[start of ENTRIES PROVIDED]

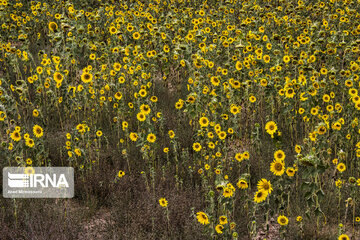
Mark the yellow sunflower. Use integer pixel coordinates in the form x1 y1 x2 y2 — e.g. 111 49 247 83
270 159 285 176
33 125 44 138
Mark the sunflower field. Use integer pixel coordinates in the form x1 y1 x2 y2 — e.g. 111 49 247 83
0 0 360 240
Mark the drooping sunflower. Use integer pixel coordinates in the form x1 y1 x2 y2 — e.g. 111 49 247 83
254 190 268 203
133 32 141 40
338 234 350 240
54 72 64 83
118 170 125 178
140 104 151 115
33 125 44 138
278 215 289 226
215 224 224 234
286 167 296 177
25 138 35 148
130 132 138 142
199 117 209 127
274 150 286 161
159 198 168 207
336 163 346 172
136 112 146 122
24 167 35 175
236 179 249 189
49 22 58 32
270 159 285 176
196 212 210 225
168 130 175 138
81 71 93 83
193 142 201 152
114 92 122 100
223 187 234 198
219 216 227 225
257 178 273 194
265 121 277 136
10 131 21 142
146 133 156 143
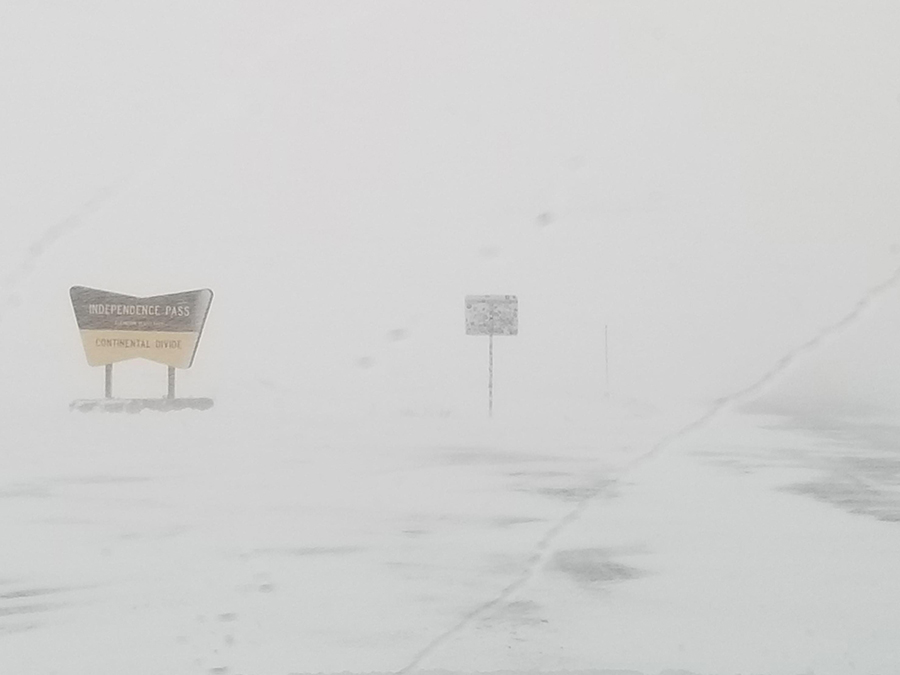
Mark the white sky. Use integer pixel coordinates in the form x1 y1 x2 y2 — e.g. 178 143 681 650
0 1 900 414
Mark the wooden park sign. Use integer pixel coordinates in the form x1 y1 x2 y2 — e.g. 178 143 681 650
69 286 213 407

[end of ENTRIES PROVIDED]

Rewrite the rows above as a JSON list of strings, one string per line with blank lines omitted, and leave the pictures out.

[
  "Mark the yellow sunflower. Use integer pixel coordinates in the form x1 y1 x2 y2 — e.g. 111 49 247 83",
  "270 159 285 176",
  "33 125 44 138",
  "Mark the sunflower field. Use integer pixel coordinates in the form x1 y1 x2 y2 — e.g. 111 49 247 83",
  "0 0 360 240",
  "Mark the drooping sunflower. Use integer pixel coordinates in the form x1 y1 x2 y2 — e.g. 111 49 247 83",
  "254 190 268 203",
  "133 32 141 40",
  "338 234 350 240",
  "54 72 64 83",
  "118 170 125 178",
  "140 104 151 115",
  "33 125 44 138",
  "278 215 289 226",
  "215 224 224 234",
  "286 167 296 177",
  "25 138 35 148",
  "130 132 138 142",
  "199 117 209 127",
  "274 150 286 161",
  "159 198 168 207",
  "336 163 346 172",
  "136 112 146 122",
  "24 167 35 175",
  "236 179 249 189",
  "49 22 58 32",
  "270 159 285 176",
  "196 212 210 225",
  "168 130 175 138",
  "81 71 93 83",
  "193 142 201 152",
  "114 92 122 100",
  "223 187 234 198",
  "219 216 227 225",
  "257 178 273 194",
  "265 121 277 136",
  "10 131 21 142",
  "146 133 156 143",
  "Mark the white sky. Use integer pixel coordinates in the form x1 y1 x2 y2 — e.g. 178 143 681 650",
  "0 1 900 414",
  "Mark the wooden park sign. Use integer pixel coordinates in the form x1 y1 x2 y2 — e.g. 178 143 681 650",
  "69 286 213 407"
]